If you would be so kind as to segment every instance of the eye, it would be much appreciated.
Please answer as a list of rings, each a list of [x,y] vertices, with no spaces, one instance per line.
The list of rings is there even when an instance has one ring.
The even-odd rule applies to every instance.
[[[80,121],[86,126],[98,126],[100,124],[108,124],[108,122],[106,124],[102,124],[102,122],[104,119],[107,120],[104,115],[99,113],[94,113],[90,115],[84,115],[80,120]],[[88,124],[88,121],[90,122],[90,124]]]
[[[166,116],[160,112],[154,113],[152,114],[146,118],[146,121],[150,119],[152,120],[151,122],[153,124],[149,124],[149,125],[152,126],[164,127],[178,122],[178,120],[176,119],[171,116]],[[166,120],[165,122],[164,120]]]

---

SET EXERCISE » Express all of the data above as a two-column CSV with the columns instruction and output. Place each text and its answer together on one row, each in a quoted field with line breaks replaced by spaces.

FINISHED EXERCISE »
instruction,output
"If you would be so kind as to segment every instance of the eye, it would be much appreciated. Please answer as a list of rings, each a list of [x,y] vertices, with no spaces, one instance per line. The list of rings is there even when an instance has one ring. The even-odd rule applies to every instance.","[[[80,121],[86,126],[98,126],[100,124],[108,124],[108,122],[106,124],[102,124],[102,122],[104,119],[107,120],[104,115],[99,113],[94,113],[90,115],[84,115],[80,120]],[[88,124],[88,121],[90,122],[90,124]]] [[[166,116],[160,112],[154,113],[152,114],[146,118],[146,121],[150,119],[152,120],[151,122],[153,124],[149,124],[149,125],[152,126],[164,127],[178,122],[178,120],[176,119],[171,116]],[[166,120],[165,122],[164,120]]]"